**TASK INSTRUCTIONS**:
"young" appears in how many lines of the entries? State only the number.

**INPUT RECORDS**:

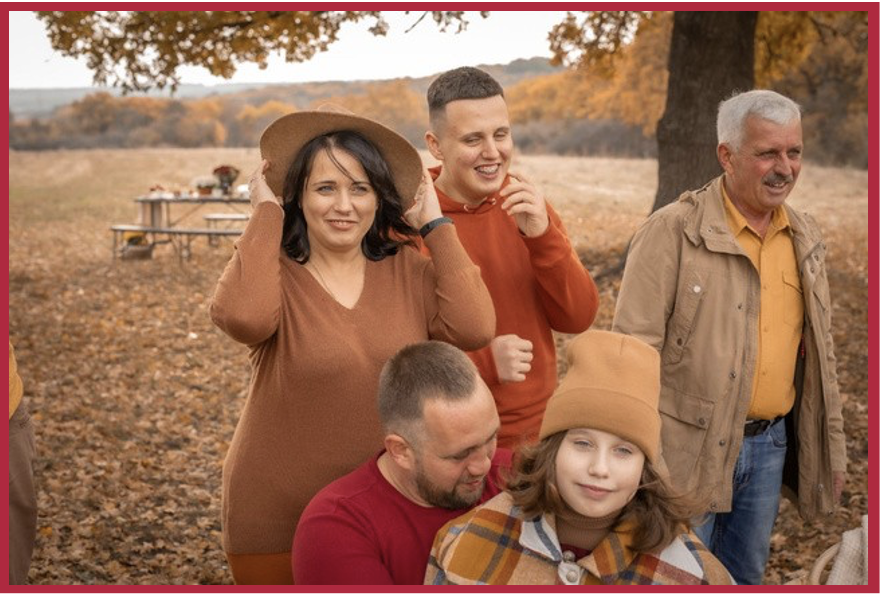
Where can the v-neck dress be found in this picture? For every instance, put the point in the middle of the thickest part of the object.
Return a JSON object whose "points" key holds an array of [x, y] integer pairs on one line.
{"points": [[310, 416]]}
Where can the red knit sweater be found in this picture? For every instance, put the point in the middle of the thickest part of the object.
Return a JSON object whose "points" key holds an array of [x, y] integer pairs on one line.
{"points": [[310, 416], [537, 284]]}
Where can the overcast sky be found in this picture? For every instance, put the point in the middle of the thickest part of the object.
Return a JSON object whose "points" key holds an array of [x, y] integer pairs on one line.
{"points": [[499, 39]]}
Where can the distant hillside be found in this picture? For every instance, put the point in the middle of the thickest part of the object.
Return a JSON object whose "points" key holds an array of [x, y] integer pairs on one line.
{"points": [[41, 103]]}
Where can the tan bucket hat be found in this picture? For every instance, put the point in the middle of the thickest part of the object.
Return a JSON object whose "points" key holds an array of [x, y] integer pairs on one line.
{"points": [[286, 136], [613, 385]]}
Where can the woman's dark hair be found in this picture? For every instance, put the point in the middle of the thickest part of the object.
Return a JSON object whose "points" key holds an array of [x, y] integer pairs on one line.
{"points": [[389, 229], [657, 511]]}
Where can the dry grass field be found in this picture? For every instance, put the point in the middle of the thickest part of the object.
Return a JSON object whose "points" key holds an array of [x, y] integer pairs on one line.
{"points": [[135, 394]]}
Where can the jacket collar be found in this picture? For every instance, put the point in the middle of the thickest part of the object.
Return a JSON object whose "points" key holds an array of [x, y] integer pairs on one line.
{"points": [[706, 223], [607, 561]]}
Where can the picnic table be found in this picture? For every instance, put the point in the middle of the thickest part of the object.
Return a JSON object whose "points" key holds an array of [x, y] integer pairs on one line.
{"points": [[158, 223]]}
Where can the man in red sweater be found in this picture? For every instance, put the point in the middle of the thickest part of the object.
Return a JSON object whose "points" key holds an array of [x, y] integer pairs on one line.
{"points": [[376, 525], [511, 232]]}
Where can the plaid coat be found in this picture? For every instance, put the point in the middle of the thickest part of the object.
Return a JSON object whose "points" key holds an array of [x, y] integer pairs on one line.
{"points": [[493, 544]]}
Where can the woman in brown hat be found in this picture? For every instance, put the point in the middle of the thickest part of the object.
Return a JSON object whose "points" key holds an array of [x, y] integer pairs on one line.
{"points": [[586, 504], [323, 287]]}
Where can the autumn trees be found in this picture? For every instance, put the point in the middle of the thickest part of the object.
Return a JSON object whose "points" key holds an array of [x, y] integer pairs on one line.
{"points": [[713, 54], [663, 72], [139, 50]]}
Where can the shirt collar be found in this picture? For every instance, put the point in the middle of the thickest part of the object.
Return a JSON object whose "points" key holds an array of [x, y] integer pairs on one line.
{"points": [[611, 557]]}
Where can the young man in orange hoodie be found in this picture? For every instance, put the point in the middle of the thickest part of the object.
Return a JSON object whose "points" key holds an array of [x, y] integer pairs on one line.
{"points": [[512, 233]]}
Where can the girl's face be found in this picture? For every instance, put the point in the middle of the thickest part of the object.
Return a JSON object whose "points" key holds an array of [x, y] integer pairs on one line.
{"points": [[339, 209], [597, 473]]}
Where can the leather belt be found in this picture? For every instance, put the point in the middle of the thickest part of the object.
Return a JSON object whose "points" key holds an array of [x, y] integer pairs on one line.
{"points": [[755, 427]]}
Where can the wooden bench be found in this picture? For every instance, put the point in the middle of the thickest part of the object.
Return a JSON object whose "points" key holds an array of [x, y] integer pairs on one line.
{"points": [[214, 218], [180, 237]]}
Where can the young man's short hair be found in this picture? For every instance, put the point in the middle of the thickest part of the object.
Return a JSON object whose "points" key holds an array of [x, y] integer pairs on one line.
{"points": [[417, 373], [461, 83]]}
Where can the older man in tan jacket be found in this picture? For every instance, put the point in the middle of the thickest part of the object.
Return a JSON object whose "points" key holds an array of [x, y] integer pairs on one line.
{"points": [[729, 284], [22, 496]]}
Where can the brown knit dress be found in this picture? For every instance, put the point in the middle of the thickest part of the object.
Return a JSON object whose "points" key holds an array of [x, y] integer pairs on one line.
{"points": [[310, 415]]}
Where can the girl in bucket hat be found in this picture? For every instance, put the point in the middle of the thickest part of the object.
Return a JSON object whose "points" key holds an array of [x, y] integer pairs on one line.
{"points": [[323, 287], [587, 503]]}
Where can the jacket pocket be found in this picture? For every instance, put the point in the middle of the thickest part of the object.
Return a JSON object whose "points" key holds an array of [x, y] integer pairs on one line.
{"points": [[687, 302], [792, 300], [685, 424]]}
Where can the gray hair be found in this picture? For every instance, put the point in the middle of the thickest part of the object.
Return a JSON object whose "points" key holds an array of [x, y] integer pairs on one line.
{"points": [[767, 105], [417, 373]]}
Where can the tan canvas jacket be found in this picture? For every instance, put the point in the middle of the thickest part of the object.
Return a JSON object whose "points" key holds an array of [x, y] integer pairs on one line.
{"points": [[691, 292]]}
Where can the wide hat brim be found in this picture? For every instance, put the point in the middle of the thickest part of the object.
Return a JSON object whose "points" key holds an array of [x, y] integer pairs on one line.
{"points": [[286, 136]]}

**RESPONSE AREA**:
2